Assignment -
Copy out exactly the lines from the line containing "fork tine, find" to the end of the listing.

Data in this exercise -

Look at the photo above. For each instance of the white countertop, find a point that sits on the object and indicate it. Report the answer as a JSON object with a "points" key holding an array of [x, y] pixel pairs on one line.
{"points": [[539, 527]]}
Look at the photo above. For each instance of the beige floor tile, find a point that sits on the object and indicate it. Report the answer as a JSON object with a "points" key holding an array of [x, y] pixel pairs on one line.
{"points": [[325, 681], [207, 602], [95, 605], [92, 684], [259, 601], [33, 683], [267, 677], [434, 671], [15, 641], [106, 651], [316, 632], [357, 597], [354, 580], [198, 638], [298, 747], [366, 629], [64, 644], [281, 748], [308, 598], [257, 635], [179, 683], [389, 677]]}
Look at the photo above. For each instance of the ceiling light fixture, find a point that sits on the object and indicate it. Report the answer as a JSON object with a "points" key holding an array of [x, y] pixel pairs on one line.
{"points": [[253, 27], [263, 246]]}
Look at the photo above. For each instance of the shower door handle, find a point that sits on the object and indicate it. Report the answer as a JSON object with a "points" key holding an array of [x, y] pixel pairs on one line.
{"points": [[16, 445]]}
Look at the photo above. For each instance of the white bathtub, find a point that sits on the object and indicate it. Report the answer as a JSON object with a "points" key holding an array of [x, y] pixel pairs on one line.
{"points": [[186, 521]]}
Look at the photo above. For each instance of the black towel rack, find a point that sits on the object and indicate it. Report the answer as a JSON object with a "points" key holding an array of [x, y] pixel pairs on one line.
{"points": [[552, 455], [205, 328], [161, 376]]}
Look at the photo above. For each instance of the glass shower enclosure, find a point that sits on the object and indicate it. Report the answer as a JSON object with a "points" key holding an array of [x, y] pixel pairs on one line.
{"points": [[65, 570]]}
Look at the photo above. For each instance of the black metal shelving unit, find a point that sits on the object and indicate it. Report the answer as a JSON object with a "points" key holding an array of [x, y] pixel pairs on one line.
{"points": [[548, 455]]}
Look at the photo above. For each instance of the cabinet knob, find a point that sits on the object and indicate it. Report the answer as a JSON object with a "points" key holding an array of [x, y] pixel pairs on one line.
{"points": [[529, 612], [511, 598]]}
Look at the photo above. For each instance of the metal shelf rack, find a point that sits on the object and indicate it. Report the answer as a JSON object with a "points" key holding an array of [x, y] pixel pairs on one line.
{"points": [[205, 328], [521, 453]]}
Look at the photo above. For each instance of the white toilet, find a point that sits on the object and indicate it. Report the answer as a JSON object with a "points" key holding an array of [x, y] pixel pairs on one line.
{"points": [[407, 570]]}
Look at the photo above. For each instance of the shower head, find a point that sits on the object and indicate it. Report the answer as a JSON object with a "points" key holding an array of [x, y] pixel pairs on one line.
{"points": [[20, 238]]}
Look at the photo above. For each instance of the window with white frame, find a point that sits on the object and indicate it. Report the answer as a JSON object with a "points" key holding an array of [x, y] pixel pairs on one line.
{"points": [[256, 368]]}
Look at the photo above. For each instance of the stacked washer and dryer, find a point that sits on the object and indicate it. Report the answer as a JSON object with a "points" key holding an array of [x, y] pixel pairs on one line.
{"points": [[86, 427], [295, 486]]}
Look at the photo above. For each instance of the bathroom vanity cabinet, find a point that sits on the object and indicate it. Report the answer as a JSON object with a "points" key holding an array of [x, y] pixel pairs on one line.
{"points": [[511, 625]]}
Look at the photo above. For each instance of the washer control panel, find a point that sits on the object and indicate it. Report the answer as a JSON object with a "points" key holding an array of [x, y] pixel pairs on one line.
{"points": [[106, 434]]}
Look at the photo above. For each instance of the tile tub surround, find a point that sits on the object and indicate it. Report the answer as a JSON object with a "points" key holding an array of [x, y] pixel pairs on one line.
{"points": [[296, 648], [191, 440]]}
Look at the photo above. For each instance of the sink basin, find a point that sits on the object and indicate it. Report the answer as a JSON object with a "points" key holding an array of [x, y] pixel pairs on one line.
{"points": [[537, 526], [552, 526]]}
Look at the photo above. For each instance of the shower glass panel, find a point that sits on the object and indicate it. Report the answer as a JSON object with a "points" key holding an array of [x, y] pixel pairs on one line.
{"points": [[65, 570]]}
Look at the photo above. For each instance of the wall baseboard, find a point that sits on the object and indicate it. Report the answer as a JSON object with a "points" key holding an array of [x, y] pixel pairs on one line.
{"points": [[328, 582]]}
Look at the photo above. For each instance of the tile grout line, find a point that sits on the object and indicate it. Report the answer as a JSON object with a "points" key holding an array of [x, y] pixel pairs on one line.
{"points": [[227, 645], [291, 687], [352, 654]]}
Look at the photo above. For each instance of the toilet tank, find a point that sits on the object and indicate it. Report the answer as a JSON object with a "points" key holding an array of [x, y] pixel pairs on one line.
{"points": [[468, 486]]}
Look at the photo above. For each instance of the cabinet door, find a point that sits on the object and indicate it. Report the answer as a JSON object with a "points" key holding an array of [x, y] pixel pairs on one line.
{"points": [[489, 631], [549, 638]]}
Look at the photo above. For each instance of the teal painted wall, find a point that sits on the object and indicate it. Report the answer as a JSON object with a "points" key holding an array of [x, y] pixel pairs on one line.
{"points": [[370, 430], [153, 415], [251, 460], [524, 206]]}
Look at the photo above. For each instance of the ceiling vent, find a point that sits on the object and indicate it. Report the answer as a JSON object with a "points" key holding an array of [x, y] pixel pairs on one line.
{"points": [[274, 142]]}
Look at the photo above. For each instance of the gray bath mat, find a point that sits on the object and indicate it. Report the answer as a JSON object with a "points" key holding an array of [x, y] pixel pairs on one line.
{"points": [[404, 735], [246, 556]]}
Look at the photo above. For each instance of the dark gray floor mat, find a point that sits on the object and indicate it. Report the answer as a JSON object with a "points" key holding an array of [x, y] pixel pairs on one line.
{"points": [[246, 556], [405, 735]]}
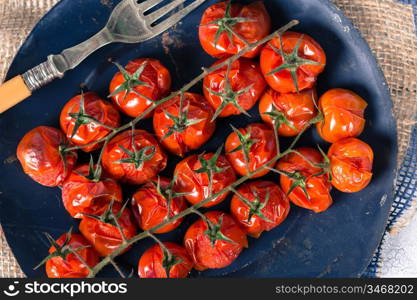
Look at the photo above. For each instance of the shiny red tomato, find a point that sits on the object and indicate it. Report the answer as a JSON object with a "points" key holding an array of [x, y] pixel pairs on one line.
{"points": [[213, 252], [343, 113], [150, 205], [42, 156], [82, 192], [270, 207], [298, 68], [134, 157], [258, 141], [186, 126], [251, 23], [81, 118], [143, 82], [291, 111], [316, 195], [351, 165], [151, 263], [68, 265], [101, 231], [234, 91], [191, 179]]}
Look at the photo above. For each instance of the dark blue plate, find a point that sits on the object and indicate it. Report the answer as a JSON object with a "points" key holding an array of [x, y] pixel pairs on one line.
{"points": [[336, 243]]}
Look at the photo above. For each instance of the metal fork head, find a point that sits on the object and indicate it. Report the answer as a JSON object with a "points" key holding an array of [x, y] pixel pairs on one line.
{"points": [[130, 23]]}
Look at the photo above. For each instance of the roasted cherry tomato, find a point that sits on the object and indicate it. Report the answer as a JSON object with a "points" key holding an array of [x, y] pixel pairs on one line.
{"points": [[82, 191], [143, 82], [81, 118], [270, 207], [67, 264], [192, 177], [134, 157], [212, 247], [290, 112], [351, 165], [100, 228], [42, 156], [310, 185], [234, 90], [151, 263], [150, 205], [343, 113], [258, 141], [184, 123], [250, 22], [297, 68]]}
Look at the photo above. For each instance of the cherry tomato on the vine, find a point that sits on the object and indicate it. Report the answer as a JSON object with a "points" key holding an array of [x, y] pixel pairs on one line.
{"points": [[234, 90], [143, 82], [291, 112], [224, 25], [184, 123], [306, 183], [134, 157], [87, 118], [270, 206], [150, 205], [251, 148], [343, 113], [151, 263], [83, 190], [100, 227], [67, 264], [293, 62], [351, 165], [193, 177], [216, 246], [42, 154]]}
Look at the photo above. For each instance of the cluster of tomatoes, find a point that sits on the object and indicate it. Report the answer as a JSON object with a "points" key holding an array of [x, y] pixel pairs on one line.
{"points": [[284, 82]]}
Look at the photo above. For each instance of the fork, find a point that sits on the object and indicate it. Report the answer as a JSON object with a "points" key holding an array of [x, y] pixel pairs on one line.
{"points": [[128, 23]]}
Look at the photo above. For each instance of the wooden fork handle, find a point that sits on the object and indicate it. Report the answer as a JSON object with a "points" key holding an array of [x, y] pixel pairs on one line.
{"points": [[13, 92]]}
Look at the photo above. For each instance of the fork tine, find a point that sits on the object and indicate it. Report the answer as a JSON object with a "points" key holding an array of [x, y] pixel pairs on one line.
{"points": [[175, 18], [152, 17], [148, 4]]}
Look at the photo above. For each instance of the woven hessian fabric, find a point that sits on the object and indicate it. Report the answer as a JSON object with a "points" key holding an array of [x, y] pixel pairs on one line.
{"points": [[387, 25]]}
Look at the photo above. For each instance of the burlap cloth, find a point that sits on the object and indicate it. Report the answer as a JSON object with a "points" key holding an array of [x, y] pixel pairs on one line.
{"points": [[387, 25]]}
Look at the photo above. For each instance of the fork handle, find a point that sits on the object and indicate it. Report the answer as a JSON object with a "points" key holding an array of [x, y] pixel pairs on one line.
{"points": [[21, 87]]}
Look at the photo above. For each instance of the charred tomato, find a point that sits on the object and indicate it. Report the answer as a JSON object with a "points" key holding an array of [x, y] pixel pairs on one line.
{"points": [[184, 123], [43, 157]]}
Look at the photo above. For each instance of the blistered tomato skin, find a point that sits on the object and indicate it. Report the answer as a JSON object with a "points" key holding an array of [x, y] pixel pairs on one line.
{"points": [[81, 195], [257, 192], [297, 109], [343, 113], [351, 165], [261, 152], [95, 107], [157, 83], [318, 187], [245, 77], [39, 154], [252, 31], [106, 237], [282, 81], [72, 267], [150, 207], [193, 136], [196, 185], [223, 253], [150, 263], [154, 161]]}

Output for this exercise -
Look at the photo above. For each instance of the fork tine, find a point that sits on the object and indicate it. Report the answer as a JSON object with a "points" key holding an array of [x, y] pixel pairs on one line.
{"points": [[175, 18], [152, 17], [148, 4]]}
Look at the photo above. For each instance of the woven hessian fabric, find a point that sits on the object and indicate it. Report the answer as a JSON object with a "points" key holding an array of [x, y] pixel pairs on one line.
{"points": [[387, 25]]}
Look at the photo above. For each instance of the burlap cloth, find a point that sits on the object and indicate it. Report the answer as a JSON object with a "points" key holding an array of [x, y] pixel pairs on one line.
{"points": [[387, 25]]}
Look at the photo above. For each instance of the fork handle, find a point that sits on the object and indicate it. Report the answer as a JSON object with a "points" key holding an array of [x, y] pixel pairs on one line.
{"points": [[21, 87]]}
Look at the photo above. For each instance of the charred tomato, find a point that sits on the object and indicate it. Report the answer as a JSON object with a "points" key holding an array of [x, y] pixel pairs on one line.
{"points": [[184, 123], [43, 157]]}
Look at the photo above. For each instance of the blistered tomato skin, find a point that sits on the object and indicate it. Report the answer as a JSON object with a "points" key holding an array of [x, y] pixel pairs on one line.
{"points": [[81, 195], [257, 192], [297, 109], [343, 113], [351, 165], [261, 152], [95, 107], [157, 83], [318, 187], [245, 77], [39, 154], [252, 31], [106, 237], [282, 81], [72, 267], [150, 207], [193, 136], [196, 185], [223, 253], [150, 263], [154, 161]]}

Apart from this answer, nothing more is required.